Obiettivo a:
Ricopi fedelmente il tratto del testo su legalità e Costituzione che va da "Quella inammissibile dell'aggressione" fino a "diritti dei lavoratori.".

Estratto del testo:

Quella inammissibile dell'aggressione armata, ma pure quella terribile
del "tempo dei suicidi", accompagnate dall'aumento dei reati documentato
da commercianti e imprenditori come effetto del disagio che spinge
all'illegalità chi vede in ciò una via obbligata per la sopravvivenza.
E' giusto, allora, invocare misura nel linguaggio, invito che tuttavia
dovrebbe essere rivolto a tutti coloro che nel corso degli anni si sono
fatti seminatori di discordia e imprenditori della paura. Ma è doveroso
un riconoscimento a chi incanala la protesta sociale nelle forme della
legalità. Penso alla Fiom, tante volte aggredita, che ha scelto la via
giudiziaria per affermare i diritti dei lavoratori.
Siamo ormai
di fronte ai drammi dell'esistenza, e la capacità di governo dei
processi sociali si misurerà proprio in questa dimensione, che non può
essere dominata dalla prepotenza dell'economia. Se la politica vuole
ritrovare il filo costituzionale perduto, deve pur ricordare che la
Costituzione parla di "esistenza libera e dignitosa" collegata alla
retribuzione, sì che né il lavoro può essere considerato una merce, né
l'azione pubblica può essere pensata solo come rimedio per le situazioni
di povertà, pur essendo evidente che interventi in quest'ultima
direzione siano urgenti. La discussione generale sul reddito di
cittadinanza non può essere elusa in una prospettiva che guarda a un
nuovo welfare, così come il mondo del lavoro non può essere lasciato
privo di una legge sulla rappresentanza sindacale.
Legalità e
Costituzione ci portano al non detto del programma di governo, al suo
essere prigioniero della logica della sottrazione. Non una parola del
presidente del Consiglio sui diritti civili, terreno sul quale in tutto
il mondo si discute, si sperimenta, si innova, si legifera. I prossimi
anni saranno quelli di un isolamento civile del nostro paese? Eppure,
davanti a Governo e Parlamento stanno questioni ineludibili. La legge
sulla procreazione assistita, la più ideologica e sgangherata tra i
tanti mostri legislativi partoriti dalle maggioranze di destra, è stata
fatta a pezzi dalla Corte costituzionale e dalla Corte europea dei
diritti dell'uomo: coerenza vorrebbe che si abbandoni la logica
proibizionista, che ha prodotto un turismo procreativo che discrimina le
donne in base alle loro risorse finanziarie, e si approdi ad una legge
essenziale, rispettosa del diritto all'autodeterminazione e di quello
alla salute, come la Corte costituzionale ha detto chiaramente. Il
presidente della Corte ha recentemente ricordato una sentenza della
Consulta che ha riconosciuto alle coppie di persone dello stesso sesso
il diritto fondamentale a veder riconosciuta la loro situazione,
rinviando correttamente al Parlamento la definizione delle modalità del
riconoscimento. Può il Parlamento lasciare senza garanzie un diritto
fondamentale delle persone? Possono gli eletti del Pd dimenticare che
questo era un aspetto assai sbandierato del loro programma e compariva
tra gli 8 punti di Bersani? Si potrebbe continuare, ma bastano questi
esempi per mostrare che cosa si sacrifichi sull'altare delle larghe
intese.

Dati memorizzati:
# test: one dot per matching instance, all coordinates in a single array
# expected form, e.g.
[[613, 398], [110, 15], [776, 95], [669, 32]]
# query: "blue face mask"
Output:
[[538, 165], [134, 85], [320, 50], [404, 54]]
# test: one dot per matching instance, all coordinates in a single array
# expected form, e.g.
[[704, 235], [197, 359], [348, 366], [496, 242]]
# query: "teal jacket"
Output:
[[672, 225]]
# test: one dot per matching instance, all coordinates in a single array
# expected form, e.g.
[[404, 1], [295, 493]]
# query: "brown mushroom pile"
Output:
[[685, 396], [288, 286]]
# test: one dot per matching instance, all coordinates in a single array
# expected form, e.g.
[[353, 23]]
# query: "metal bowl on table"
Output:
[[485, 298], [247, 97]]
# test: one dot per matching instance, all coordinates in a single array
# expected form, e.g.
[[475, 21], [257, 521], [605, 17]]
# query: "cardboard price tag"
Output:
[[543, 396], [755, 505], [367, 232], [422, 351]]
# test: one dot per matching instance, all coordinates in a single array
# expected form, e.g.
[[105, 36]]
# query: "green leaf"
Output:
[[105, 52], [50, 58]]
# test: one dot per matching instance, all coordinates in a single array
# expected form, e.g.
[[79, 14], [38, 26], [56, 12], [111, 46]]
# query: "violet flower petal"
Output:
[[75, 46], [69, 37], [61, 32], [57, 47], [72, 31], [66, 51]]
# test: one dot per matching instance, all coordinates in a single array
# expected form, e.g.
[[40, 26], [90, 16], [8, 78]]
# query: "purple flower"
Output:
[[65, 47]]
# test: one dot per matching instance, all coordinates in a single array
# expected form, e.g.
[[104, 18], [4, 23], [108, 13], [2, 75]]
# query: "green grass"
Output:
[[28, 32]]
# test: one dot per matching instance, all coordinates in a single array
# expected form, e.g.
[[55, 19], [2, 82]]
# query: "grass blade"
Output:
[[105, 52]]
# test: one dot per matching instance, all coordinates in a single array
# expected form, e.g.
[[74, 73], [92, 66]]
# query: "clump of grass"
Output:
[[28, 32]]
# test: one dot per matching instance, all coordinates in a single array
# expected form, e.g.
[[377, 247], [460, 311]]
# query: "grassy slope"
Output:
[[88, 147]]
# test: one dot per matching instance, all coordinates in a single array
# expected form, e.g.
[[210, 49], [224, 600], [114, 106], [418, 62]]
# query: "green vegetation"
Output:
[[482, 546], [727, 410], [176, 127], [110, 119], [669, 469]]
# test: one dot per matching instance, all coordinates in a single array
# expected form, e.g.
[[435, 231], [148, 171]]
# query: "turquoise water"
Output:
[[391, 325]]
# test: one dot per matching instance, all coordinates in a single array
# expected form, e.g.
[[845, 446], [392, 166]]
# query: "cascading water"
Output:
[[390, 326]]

Obiettivo b:
Individui tutte le righe che contengono la parola "green" e le trascriva senza modifiche.

Soluzione completa a:
Quella inammissibile dell'aggressione armata, ma pure quella terribile
del "tempo dei suicidi", accompagnate dall'aumento dei reati documentato
da commercianti e imprenditori come effetto del disagio che spinge
all'illegalità chi vede in ciò una via obbligata per la sopravvivenza.
E' giusto, allora, invocare misura nel linguaggio, invito che tuttavia
dovrebbe essere rivolto a tutti coloro che nel corso degli anni si sono
fatti seminatori di discordia e imprenditori della paura. Ma è doveroso
un riconoscimento a chi incanala la protesta sociale nelle forme della
legalità. Penso alla Fiom, tante volte aggredita, che ha scelto la via
giudiziaria per affermare i diritti dei lavoratori.

Soluzione completa b:
# query: "green leaf"
# query: "green grass"
# query: "green vegetation"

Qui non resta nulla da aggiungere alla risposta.